▶ _Goal of the exercise_: Reproduce the records below from the line containing "Where can the tile" through the end of the records, changing "Target" to "Object" and leaving everything else unchanged. Return only those lines.

▶ _Data provided_:
##########

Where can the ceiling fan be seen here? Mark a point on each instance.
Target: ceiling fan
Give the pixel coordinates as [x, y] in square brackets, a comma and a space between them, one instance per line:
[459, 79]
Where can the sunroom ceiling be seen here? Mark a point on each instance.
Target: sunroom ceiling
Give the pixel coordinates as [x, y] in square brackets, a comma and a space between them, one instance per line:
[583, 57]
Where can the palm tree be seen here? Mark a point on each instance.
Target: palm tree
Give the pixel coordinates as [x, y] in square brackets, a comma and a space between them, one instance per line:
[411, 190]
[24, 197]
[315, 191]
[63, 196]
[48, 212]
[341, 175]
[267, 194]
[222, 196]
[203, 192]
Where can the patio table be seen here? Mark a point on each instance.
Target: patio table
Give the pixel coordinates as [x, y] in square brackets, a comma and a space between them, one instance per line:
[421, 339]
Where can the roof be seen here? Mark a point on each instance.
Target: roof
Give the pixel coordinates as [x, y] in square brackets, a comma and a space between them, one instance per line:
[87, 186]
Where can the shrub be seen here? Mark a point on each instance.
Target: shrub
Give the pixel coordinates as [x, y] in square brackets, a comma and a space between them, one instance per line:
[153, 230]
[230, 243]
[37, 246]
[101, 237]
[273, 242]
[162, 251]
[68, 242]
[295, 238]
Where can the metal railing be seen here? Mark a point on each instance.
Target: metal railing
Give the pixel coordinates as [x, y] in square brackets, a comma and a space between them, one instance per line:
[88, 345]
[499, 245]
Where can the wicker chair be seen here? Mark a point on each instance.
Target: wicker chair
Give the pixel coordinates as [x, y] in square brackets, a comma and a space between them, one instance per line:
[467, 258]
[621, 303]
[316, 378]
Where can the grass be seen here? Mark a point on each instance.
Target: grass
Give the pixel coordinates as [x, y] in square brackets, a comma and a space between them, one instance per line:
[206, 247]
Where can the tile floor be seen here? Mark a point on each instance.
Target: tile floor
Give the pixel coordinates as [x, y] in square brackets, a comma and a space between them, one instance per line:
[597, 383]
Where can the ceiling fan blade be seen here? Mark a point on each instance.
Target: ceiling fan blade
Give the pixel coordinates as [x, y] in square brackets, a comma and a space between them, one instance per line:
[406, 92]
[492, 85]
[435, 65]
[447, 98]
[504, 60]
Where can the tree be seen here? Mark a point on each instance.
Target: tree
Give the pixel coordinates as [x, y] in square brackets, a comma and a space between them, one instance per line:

##########

▶ _Expected output_:
Where can the tile floor be seen here? Mark a point on each instance.
Object: tile floor
Give the pixel coordinates as [x, y] in square brackets, a comma and a space between them, one instance per line:
[597, 383]
Where can the ceiling fan blade be seen here? Mark a point on each instance.
Object: ceiling fan blade
Give the pixel coordinates as [x, y] in square brackets, a comma and a space between them, one instance per line:
[406, 92]
[492, 85]
[435, 65]
[447, 98]
[504, 60]
Where can the tree be seen here? Mark a point on each instance.
Object: tree
Give the pixel coordinates as [x, y] in square brackets, a comma and a space between them, one instance per line:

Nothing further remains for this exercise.